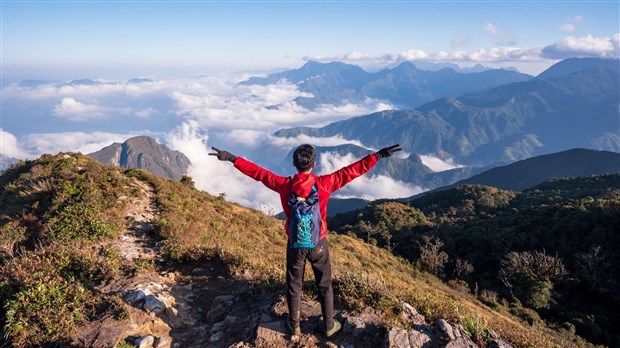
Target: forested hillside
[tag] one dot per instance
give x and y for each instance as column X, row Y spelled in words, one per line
column 63, row 264
column 548, row 254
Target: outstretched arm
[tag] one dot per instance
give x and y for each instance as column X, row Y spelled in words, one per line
column 343, row 176
column 269, row 179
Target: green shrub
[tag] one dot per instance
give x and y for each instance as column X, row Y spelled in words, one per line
column 10, row 235
column 79, row 220
column 46, row 312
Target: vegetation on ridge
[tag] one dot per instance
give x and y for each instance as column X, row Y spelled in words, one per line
column 549, row 253
column 55, row 255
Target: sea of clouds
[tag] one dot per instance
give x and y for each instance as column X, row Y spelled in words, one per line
column 189, row 115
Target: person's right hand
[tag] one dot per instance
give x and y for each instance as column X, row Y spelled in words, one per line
column 387, row 151
column 223, row 155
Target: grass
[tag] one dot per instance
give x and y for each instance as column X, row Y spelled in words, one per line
column 66, row 205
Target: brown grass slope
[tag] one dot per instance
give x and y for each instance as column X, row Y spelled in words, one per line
column 59, row 209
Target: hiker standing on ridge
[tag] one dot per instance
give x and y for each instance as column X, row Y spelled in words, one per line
column 304, row 201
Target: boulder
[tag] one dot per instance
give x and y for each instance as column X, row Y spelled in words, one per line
column 398, row 338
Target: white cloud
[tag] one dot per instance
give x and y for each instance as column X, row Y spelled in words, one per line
column 437, row 164
column 72, row 109
column 586, row 46
column 501, row 36
column 368, row 186
column 227, row 105
column 146, row 113
column 460, row 40
column 216, row 177
column 567, row 27
column 9, row 146
column 317, row 141
column 570, row 26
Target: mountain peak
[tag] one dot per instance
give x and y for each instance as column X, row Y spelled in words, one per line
column 572, row 65
column 146, row 153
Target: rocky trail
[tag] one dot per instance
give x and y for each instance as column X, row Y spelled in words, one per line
column 199, row 305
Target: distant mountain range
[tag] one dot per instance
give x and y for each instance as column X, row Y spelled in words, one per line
column 520, row 175
column 145, row 153
column 404, row 86
column 530, row 172
column 503, row 124
column 6, row 161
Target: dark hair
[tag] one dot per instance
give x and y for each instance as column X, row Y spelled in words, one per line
column 303, row 157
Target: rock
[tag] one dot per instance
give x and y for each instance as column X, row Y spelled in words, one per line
column 266, row 318
column 136, row 295
column 398, row 338
column 225, row 299
column 144, row 341
column 354, row 326
column 446, row 328
column 271, row 334
column 216, row 336
column 411, row 314
column 153, row 304
column 420, row 337
column 499, row 344
column 230, row 319
column 162, row 342
column 457, row 337
column 219, row 308
column 217, row 327
column 496, row 341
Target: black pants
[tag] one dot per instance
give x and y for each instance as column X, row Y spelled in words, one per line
column 321, row 266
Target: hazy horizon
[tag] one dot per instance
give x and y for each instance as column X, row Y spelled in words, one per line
column 196, row 53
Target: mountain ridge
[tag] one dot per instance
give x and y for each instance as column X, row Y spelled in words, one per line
column 405, row 85
column 144, row 152
column 498, row 125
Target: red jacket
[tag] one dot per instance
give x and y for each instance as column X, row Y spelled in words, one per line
column 302, row 184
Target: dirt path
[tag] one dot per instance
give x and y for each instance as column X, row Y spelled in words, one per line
column 198, row 304
column 189, row 305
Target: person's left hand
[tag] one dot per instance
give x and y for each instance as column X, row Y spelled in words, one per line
column 223, row 155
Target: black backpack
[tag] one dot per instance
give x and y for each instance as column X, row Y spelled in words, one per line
column 304, row 229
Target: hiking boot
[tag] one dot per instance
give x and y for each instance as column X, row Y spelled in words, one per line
column 337, row 326
column 294, row 329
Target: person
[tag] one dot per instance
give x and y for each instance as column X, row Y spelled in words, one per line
column 302, row 184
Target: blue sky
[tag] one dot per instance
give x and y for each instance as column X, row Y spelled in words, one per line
column 195, row 53
column 143, row 37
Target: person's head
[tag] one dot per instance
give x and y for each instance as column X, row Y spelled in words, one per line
column 303, row 158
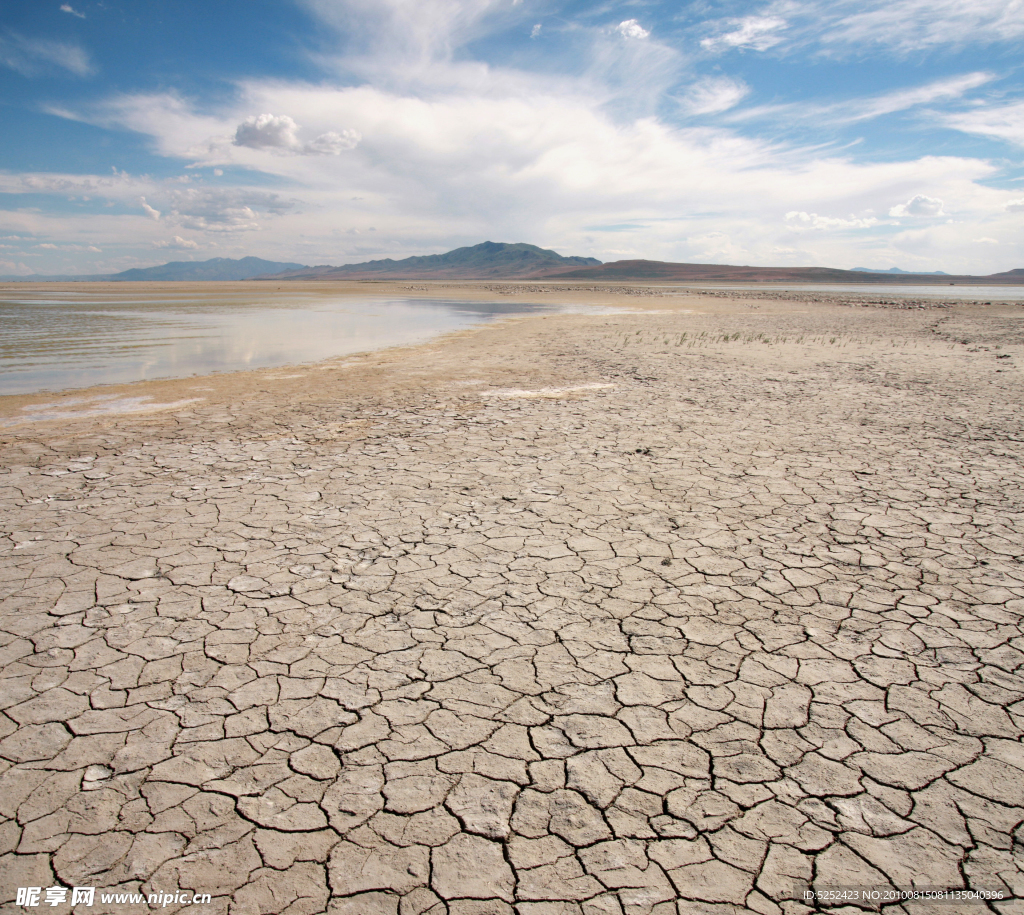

═══

* TASK OBJECTIVE
Reproduce the rows above verbatim, starting with the first line of the rows and stopping after the line that contains "column 570, row 26". Omit the pictures from your copy.

* EXERCISE OUTPUT
Target: forested hillside
[tag] one dot per instance
give x and y for each instance as column X, row Y spelled in words, one per line
column 63, row 264
column 548, row 254
Target: outstretched arm
[tag] one dot per instance
give x and y for each instance as column X, row Y spelled in words, one per line
column 343, row 176
column 269, row 179
Target: green shrub
[tag] one dot per instance
give x and y for each instance as column X, row Y spelled in words, one per line
column 10, row 235
column 79, row 220
column 46, row 312
Target: vegetation on ridge
[tag] one dot per instance
give x and y for each instance as column X, row Y spelled in words, one per line
column 549, row 253
column 55, row 255
Target: sea of clouds
[tag] one dot per instance
give x and y for each instance as column X, row Y spelled in words, one per line
column 189, row 115
Target: person's right hand
[tag] one dot per instance
give x and y for each instance as column X, row Y spelled in words, one per line
column 387, row 151
column 223, row 155
Target: grass
[tag] one dot per instance
give x and y for each instance as column X, row Y spelled in words, one per line
column 66, row 205
Target: brown grass slope
[tag] one dot per instance
give x and y for each instance as column X, row Y spelled in words, one per line
column 59, row 209
Target: hiker standing on ridge
[tag] one dot per instance
give x and y for each instance as column X, row Y spelled in words, one per line
column 304, row 201
Target: boulder
[tag] one dot per instance
give x and y for each instance as column X, row Y spelled in words, one per line
column 398, row 338
Target: white cloud
[tag] one dot per instance
give x and y for each instance as column X, row Y spelled in words, one per line
column 437, row 164
column 72, row 109
column 586, row 46
column 501, row 36
column 368, row 186
column 227, row 105
column 146, row 113
column 460, row 40
column 216, row 177
column 567, row 27
column 9, row 146
column 317, row 141
column 570, row 26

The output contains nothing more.